-
Type:
Bug
-
Resolution: Fixed
-
Priority:
Major - P3
-
Affects Version/s: 7.0.0, 8.1.0-rc0, 8.0.0
-
Component/s: None
-
None
-
Cluster Scalability
-
Fully Compatible
-
ALL
-
v8.0, v7.0
In the function where we perform QueryAnalysisWriter::_flush, it looks like the logic to update the invalid set with the index of the bad doc is incorrect, this can result in a valid, invalid or garbage index value added. This stems from the incorrect update of baseIndex value. Scenario is explained below:
Consider 6 docs in the buffer with maxBatchSize of 2:
[D0 (throws BSONObjectTooLarge when inserting), D1 (Duplicate of D4), D2, D3 (Duplicate of D4), D4, D5]
Init
lastIndex = 6
baseIndex = 5
Iteration 1:
docsToInsert: [D5, D4] (We read from back of the buffer)
tmpBuffer: [D0, D1, D2, D3]
lastIndex = 4
baseIndex = 1
Iteration 2:
docsToInsert: [D3, D2]
tmpBuffer: [D0, D1]
lastIndex = 2
invalid.insert(baseIndex - err.getIndex()) = invalid.insert(1-0) => invalid = {1}
baseIndex = 1-4 = 18446744073709551615 (unsigned long)
Iteration 3:
docsToInsert: [D1, D0]
lastIndex = 0
tmpBuffer: [D1] => This document is added back to the buffer which was a duplicate ID.
Reproducer is attached.

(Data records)
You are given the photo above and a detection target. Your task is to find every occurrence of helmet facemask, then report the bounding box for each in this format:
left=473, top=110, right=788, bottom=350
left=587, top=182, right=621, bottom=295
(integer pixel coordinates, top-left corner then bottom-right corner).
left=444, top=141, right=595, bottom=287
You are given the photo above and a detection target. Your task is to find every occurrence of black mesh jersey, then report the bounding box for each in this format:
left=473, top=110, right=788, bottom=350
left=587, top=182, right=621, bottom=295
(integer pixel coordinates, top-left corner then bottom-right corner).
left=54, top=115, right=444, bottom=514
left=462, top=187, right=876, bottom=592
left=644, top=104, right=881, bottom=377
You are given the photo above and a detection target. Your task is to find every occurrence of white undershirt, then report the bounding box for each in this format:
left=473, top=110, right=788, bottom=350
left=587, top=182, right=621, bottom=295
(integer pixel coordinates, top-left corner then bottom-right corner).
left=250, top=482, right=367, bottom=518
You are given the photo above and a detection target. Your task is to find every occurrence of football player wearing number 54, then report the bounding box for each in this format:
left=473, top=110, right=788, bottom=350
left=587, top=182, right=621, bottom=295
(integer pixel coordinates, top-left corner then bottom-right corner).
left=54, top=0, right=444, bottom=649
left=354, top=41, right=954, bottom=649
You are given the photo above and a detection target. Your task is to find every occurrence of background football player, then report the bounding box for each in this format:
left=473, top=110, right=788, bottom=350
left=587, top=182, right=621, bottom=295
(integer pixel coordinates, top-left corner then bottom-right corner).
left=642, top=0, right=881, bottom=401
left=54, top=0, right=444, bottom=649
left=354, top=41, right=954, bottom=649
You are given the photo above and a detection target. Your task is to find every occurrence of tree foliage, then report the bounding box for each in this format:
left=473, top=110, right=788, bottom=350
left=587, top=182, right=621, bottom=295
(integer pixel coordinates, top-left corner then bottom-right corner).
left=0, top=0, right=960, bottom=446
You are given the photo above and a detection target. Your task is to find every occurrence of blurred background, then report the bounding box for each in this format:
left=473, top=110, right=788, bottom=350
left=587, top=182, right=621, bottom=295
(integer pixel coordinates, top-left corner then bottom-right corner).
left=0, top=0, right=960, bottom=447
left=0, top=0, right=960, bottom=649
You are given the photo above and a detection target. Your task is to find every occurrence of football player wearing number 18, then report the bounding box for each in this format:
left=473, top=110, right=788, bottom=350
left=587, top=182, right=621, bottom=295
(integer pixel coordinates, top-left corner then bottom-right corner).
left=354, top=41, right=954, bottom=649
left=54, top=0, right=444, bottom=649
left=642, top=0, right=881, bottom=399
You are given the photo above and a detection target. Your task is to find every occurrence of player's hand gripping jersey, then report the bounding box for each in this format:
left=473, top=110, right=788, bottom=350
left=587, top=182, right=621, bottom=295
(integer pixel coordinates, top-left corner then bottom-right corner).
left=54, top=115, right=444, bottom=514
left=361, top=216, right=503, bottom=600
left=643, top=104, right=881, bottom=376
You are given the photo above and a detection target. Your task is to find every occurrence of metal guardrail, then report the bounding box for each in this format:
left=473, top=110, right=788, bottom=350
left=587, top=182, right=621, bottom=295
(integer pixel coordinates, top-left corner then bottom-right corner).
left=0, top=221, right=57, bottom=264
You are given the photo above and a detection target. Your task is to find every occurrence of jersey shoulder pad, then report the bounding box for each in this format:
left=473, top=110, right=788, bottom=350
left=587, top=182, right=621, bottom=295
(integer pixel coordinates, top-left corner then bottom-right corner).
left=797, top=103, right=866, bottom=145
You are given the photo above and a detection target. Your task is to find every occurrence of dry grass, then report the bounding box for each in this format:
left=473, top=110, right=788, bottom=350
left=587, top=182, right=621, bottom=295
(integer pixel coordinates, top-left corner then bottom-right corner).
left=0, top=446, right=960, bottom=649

Given problem —
Answer these questions from the bug report:
1. What resolution does the bug report give?
2. What maxBatchSize does the scenario use?
3. Which documents are in docsToInsert during Iteration 1?

Answer to this task —
1. Fixed
2. 2
3. D5 and D4